> _Written problem_
Reproduce the material from the line containing "phrase -- large wooden wheel" through the end of the material, both ends included, with each point coordinate increased by 127. Leave the pictures out of the answer.

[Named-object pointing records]
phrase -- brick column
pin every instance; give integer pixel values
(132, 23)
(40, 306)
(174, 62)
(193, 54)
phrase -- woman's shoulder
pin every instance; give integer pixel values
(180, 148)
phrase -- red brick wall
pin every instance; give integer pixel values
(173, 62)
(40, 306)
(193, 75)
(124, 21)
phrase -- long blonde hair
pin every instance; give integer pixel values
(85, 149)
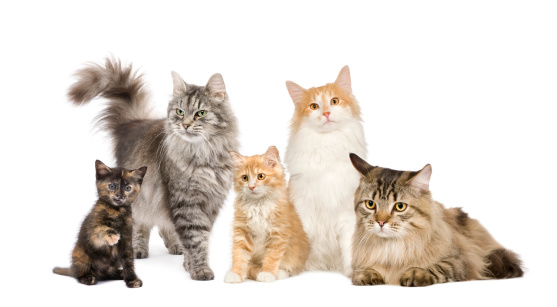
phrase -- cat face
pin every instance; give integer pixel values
(118, 186)
(195, 112)
(258, 176)
(392, 204)
(324, 108)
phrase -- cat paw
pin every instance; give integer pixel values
(204, 273)
(416, 277)
(282, 274)
(367, 278)
(137, 283)
(233, 278)
(265, 277)
(112, 238)
(88, 280)
(175, 249)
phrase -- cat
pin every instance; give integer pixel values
(404, 237)
(325, 128)
(104, 242)
(187, 152)
(269, 241)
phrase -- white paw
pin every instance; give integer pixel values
(265, 277)
(232, 278)
(282, 274)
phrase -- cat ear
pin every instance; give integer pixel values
(360, 165)
(216, 87)
(271, 156)
(180, 86)
(421, 179)
(296, 92)
(343, 79)
(102, 169)
(237, 158)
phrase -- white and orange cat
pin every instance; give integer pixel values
(325, 128)
(269, 241)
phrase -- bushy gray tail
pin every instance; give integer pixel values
(123, 88)
(62, 271)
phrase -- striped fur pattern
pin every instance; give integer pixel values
(187, 153)
(406, 238)
(104, 243)
(269, 241)
(326, 127)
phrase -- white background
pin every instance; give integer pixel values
(467, 86)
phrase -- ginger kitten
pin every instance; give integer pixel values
(104, 243)
(269, 241)
(406, 238)
(326, 127)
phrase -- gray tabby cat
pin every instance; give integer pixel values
(187, 154)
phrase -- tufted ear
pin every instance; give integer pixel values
(421, 179)
(215, 86)
(180, 86)
(296, 92)
(343, 80)
(237, 158)
(102, 170)
(360, 165)
(271, 156)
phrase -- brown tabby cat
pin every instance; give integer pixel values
(404, 237)
(269, 241)
(104, 242)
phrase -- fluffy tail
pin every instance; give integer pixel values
(62, 271)
(504, 263)
(123, 88)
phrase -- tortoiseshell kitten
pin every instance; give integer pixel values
(104, 243)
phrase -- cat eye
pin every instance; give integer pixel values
(370, 204)
(400, 207)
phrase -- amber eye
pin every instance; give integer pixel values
(400, 207)
(370, 204)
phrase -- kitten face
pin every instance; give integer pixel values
(324, 108)
(392, 204)
(258, 176)
(194, 113)
(118, 186)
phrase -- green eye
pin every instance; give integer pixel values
(370, 204)
(400, 207)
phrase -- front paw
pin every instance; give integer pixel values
(137, 283)
(417, 277)
(265, 277)
(233, 278)
(204, 273)
(112, 238)
(367, 278)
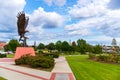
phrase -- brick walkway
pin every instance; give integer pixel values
(61, 71)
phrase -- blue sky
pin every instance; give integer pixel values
(96, 21)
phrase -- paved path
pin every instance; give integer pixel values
(61, 71)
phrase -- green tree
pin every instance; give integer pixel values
(81, 46)
(58, 45)
(74, 46)
(12, 45)
(41, 46)
(97, 49)
(65, 46)
(89, 48)
(51, 46)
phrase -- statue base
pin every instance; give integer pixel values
(20, 51)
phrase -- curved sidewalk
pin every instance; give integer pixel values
(61, 71)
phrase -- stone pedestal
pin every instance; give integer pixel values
(20, 51)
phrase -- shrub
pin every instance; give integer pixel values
(23, 60)
(3, 55)
(92, 56)
(53, 55)
(36, 61)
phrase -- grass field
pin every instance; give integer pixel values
(85, 69)
(10, 55)
(1, 78)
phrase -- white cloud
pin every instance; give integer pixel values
(59, 2)
(96, 15)
(46, 19)
(9, 10)
(87, 8)
(56, 2)
(49, 2)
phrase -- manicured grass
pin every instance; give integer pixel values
(10, 55)
(1, 78)
(85, 69)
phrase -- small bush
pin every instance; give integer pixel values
(3, 55)
(92, 56)
(36, 61)
(53, 55)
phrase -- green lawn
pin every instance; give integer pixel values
(85, 69)
(10, 55)
(1, 78)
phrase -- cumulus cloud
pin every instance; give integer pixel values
(114, 4)
(95, 14)
(56, 2)
(88, 8)
(9, 10)
(46, 19)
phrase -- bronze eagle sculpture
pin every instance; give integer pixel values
(22, 23)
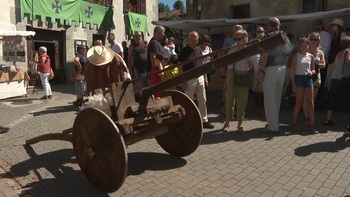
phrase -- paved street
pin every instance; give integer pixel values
(225, 164)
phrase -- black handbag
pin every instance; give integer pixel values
(345, 81)
(241, 79)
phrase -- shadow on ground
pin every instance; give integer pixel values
(332, 147)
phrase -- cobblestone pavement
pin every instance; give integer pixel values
(225, 164)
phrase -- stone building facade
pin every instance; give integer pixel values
(62, 36)
(214, 9)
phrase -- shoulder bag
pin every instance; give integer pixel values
(345, 81)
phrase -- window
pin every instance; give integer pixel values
(136, 6)
(310, 6)
(241, 11)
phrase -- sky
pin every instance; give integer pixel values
(171, 3)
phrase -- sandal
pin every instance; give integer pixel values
(226, 127)
(328, 122)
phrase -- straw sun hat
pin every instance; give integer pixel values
(100, 55)
(339, 22)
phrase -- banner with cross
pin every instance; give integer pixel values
(137, 22)
(68, 10)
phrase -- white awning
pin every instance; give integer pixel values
(16, 33)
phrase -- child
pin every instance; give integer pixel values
(161, 59)
(171, 72)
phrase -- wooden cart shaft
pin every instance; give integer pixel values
(266, 44)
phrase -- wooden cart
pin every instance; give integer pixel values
(100, 140)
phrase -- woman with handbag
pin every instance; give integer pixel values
(238, 92)
(44, 69)
(77, 76)
(320, 63)
(339, 95)
(302, 69)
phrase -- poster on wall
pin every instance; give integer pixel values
(13, 48)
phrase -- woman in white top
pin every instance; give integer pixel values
(320, 63)
(302, 69)
(237, 94)
(204, 49)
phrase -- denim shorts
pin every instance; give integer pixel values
(303, 81)
(79, 87)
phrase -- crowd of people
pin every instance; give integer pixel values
(317, 64)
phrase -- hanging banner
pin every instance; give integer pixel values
(68, 10)
(137, 22)
(13, 48)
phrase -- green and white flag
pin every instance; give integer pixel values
(137, 22)
(68, 10)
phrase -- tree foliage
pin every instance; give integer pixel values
(163, 8)
(179, 5)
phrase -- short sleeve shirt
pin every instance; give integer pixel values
(117, 48)
(153, 47)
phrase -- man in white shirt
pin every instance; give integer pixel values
(325, 45)
(325, 37)
(115, 46)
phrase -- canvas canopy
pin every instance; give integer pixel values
(17, 33)
(296, 23)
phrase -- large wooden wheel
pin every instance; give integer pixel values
(100, 150)
(183, 137)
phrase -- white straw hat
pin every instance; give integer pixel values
(100, 55)
(339, 22)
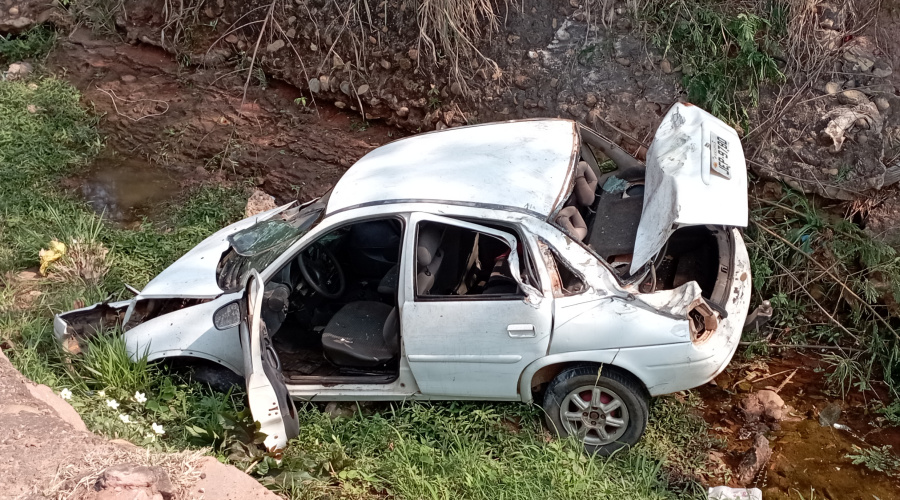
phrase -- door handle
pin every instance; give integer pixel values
(520, 331)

> _Answer to this problem_
phrase -- large wooden wheel
pin every instance; give integer pixel values
(227, 277)
(310, 264)
phrase -- white straw hat
pin every instance; give integer pixel values
(227, 182)
(466, 149)
phrase -- door handle
pin every instance; give integer pixel values
(647, 458)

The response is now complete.